-- START ENTRIES --
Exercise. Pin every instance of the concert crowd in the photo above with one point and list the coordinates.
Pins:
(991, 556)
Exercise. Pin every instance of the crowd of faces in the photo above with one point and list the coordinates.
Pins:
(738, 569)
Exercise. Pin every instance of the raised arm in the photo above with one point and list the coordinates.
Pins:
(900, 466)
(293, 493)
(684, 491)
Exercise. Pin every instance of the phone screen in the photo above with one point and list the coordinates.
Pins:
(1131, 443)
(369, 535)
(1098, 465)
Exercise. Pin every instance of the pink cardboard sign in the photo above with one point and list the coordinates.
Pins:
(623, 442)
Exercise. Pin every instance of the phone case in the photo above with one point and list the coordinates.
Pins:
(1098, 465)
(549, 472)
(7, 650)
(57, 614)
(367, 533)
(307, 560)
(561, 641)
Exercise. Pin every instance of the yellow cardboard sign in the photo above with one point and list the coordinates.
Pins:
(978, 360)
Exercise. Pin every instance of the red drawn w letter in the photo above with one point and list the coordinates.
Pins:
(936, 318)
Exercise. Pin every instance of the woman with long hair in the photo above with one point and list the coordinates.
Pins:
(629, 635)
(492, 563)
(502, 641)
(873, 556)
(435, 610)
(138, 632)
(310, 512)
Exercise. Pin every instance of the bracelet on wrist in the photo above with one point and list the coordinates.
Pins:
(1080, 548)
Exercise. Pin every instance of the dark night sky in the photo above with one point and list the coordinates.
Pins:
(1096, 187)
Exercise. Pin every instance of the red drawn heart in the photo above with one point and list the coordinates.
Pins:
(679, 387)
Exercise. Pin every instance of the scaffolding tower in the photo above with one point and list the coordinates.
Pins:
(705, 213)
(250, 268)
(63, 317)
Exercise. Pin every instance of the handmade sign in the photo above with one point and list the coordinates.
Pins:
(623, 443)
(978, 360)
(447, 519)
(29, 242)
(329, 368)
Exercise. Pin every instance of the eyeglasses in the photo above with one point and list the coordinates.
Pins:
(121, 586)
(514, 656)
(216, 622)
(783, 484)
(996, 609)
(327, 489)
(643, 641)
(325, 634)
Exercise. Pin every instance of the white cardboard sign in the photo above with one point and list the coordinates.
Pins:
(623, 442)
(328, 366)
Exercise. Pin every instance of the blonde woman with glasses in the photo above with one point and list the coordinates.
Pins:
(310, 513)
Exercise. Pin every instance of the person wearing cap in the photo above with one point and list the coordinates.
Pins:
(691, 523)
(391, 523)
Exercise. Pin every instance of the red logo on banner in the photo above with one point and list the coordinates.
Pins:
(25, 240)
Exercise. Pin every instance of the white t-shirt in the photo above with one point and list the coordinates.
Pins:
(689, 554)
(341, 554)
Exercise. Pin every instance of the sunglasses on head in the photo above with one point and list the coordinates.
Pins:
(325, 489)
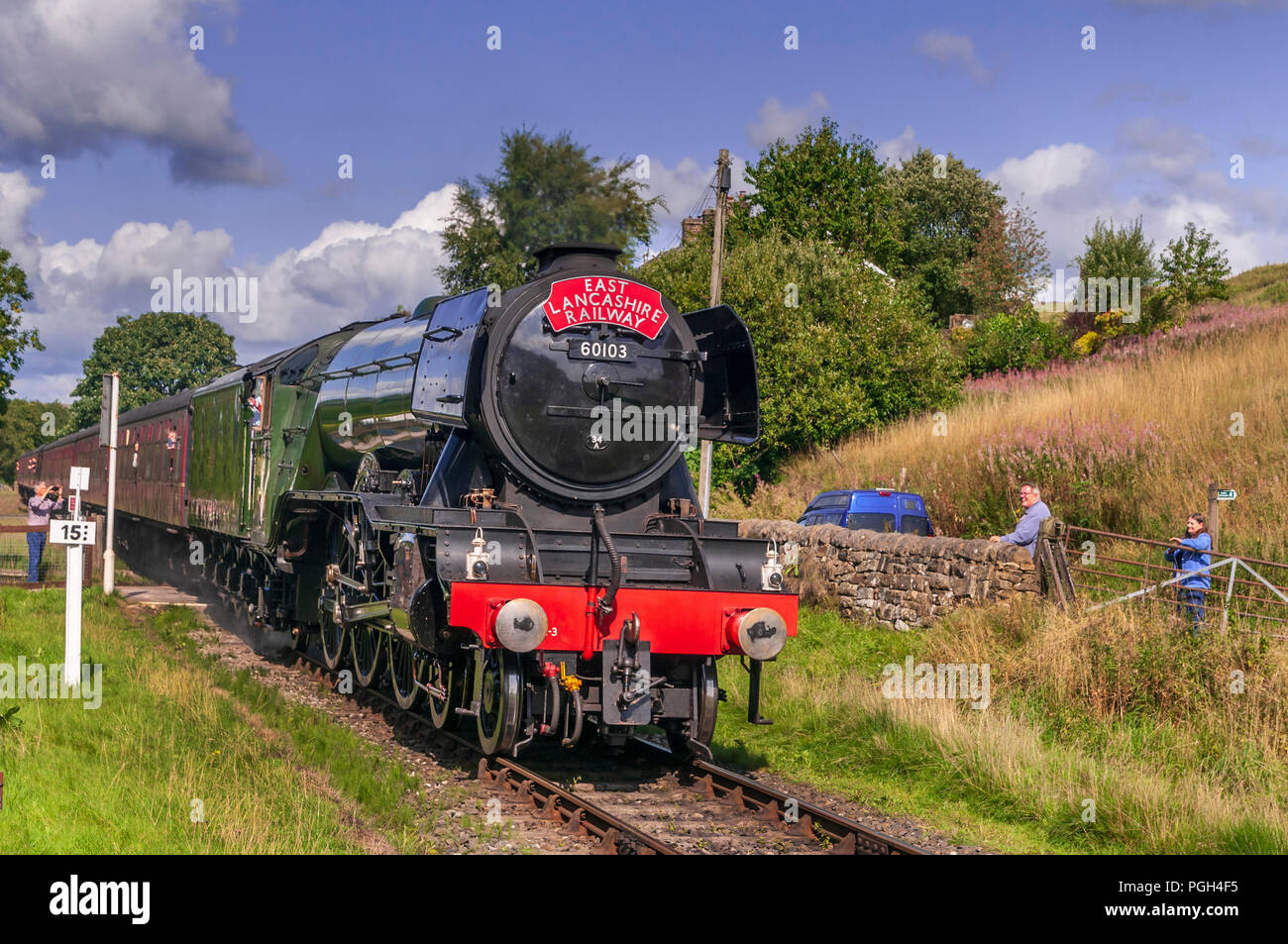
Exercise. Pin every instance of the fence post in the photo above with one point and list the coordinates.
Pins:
(1214, 517)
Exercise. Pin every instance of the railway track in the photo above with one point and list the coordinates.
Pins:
(782, 822)
(502, 775)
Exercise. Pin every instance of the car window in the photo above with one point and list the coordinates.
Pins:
(870, 520)
(914, 524)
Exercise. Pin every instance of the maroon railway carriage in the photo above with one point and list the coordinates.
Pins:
(151, 467)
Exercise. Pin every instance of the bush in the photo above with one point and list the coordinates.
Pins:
(1087, 344)
(1012, 343)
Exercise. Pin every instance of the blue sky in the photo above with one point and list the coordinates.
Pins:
(223, 159)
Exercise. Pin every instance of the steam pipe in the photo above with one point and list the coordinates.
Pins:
(614, 559)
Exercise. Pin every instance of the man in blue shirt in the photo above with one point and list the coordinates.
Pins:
(39, 507)
(1035, 511)
(1190, 553)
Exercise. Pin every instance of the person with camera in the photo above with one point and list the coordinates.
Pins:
(1192, 554)
(44, 502)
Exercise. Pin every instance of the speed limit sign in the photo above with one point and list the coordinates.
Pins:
(71, 532)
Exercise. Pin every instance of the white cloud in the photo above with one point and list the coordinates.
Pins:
(953, 48)
(898, 149)
(1044, 170)
(81, 73)
(774, 120)
(352, 270)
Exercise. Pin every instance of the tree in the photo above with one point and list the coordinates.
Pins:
(837, 348)
(158, 355)
(13, 338)
(1010, 262)
(940, 209)
(27, 425)
(827, 188)
(1194, 266)
(544, 192)
(1109, 253)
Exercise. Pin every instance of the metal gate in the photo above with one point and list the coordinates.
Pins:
(1109, 569)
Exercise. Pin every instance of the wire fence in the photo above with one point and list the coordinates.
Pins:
(1245, 594)
(17, 552)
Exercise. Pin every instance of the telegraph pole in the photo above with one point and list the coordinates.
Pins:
(722, 181)
(107, 424)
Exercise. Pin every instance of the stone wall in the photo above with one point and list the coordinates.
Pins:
(900, 579)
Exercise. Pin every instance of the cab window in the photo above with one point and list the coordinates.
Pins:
(870, 520)
(914, 524)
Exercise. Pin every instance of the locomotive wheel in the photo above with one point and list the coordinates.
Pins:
(442, 711)
(703, 726)
(497, 689)
(404, 670)
(369, 655)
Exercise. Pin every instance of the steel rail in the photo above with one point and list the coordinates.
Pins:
(846, 836)
(503, 775)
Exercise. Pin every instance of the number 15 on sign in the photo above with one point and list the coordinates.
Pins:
(71, 532)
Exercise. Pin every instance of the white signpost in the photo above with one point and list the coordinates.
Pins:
(73, 533)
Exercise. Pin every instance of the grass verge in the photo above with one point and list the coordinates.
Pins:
(178, 739)
(1116, 734)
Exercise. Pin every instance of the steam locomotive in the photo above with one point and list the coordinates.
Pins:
(483, 505)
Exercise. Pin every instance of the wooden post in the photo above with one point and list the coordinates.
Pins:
(1214, 514)
(722, 181)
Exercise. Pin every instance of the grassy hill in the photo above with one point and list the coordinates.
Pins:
(1109, 732)
(1265, 284)
(1124, 441)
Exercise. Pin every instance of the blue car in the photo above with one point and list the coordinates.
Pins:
(874, 509)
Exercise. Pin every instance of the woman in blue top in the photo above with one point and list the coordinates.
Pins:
(1190, 553)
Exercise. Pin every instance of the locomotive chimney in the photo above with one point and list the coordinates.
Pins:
(563, 257)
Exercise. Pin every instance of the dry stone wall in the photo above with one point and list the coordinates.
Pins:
(900, 579)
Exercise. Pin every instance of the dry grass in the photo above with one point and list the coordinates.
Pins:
(1124, 445)
(1124, 710)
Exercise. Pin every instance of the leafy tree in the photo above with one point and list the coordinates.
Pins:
(823, 187)
(27, 425)
(1109, 253)
(1194, 266)
(1012, 343)
(544, 192)
(837, 348)
(940, 209)
(1010, 262)
(13, 338)
(158, 355)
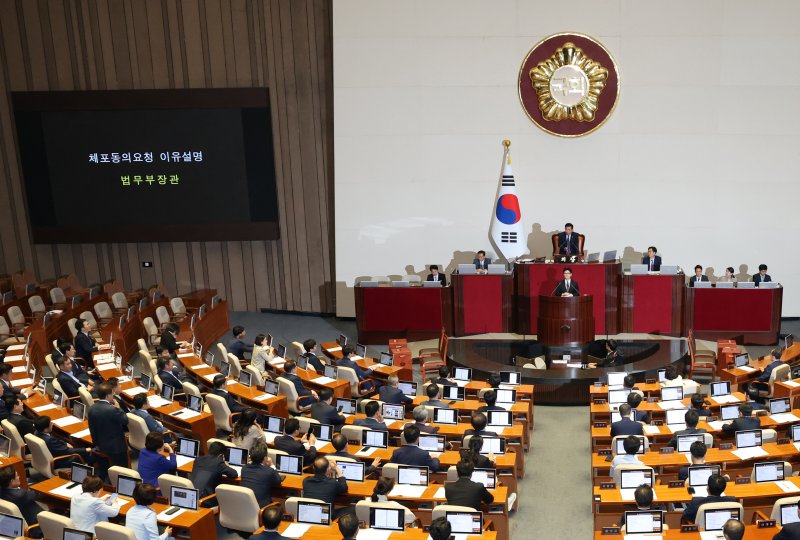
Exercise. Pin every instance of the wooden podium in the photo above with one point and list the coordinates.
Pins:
(565, 320)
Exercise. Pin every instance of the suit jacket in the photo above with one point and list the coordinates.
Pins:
(326, 489)
(742, 423)
(656, 263)
(292, 446)
(24, 425)
(465, 492)
(207, 473)
(439, 277)
(260, 479)
(392, 395)
(482, 265)
(790, 531)
(626, 426)
(561, 288)
(673, 442)
(694, 278)
(84, 347)
(106, 425)
(690, 512)
(233, 405)
(758, 279)
(326, 414)
(298, 384)
(371, 423)
(572, 244)
(414, 455)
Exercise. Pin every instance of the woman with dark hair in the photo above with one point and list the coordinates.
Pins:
(381, 494)
(246, 430)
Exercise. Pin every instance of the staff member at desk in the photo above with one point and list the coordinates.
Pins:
(568, 286)
(698, 276)
(436, 276)
(568, 241)
(652, 260)
(762, 276)
(481, 262)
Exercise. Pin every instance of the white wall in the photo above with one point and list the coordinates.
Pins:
(700, 158)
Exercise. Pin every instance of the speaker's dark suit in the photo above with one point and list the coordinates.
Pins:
(465, 492)
(655, 266)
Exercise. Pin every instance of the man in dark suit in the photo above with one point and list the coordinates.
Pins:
(716, 486)
(436, 276)
(691, 418)
(290, 445)
(374, 420)
(698, 276)
(567, 286)
(310, 345)
(85, 345)
(465, 492)
(481, 262)
(107, 424)
(762, 276)
(411, 453)
(626, 426)
(219, 390)
(745, 421)
(271, 518)
(25, 500)
(391, 393)
(652, 260)
(237, 346)
(292, 377)
(568, 241)
(325, 485)
(324, 412)
(209, 470)
(259, 475)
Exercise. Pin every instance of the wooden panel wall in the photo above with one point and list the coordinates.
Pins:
(285, 45)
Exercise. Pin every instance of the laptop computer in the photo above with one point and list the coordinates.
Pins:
(644, 522)
(387, 519)
(314, 513)
(412, 475)
(289, 464)
(445, 416)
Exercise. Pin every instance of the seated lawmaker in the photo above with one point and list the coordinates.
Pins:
(436, 276)
(652, 260)
(762, 276)
(698, 276)
(481, 262)
(568, 241)
(567, 286)
(465, 491)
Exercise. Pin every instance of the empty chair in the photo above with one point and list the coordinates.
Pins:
(238, 508)
(58, 298)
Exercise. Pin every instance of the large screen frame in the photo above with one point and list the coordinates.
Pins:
(126, 100)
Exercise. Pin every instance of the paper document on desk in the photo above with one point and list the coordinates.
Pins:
(787, 486)
(296, 530)
(784, 418)
(405, 490)
(749, 453)
(65, 421)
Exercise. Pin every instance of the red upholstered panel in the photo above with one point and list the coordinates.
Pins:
-- END ENTRIES --
■ **WHAT TO WORK ON**: Your task is to reproduce, exactly and exclusively, the lines from the one holding "Exercise. Pin every instance of the wooden panel" through the final line of the listing.

■ **FINAL ANSWER**:
Exercise. Pin every instance of the wooden panel wall in the photo above with one point and list the coordinates.
Pins:
(285, 45)
Exercise. Pin every instance of the laptop computer in the photo above with one point and list the coordinates.
Pins:
(644, 522)
(387, 519)
(314, 513)
(412, 475)
(289, 464)
(445, 416)
Exercise. Pin every instance of the seated lawmaker in the photo above with one point and list the coordinates.
Pins:
(436, 276)
(652, 260)
(762, 276)
(698, 276)
(481, 262)
(568, 241)
(567, 286)
(465, 491)
Exercise. Pin every instance of the empty chair in the photo above with one point and list the coordinates.
Pins:
(238, 508)
(58, 298)
Exercise. Pin every instance of the large screen frame in the photo above with one point and list the coordinates.
Pins:
(126, 100)
Exercise. Pin every instance of the paper document on desk in the photo above with one point and list the coordinates.
Pins:
(787, 486)
(296, 530)
(784, 418)
(405, 490)
(749, 453)
(65, 421)
Exercise. Pin every instance of the red upholstered panel in the photo above with one point and list the coordinates.
Pins:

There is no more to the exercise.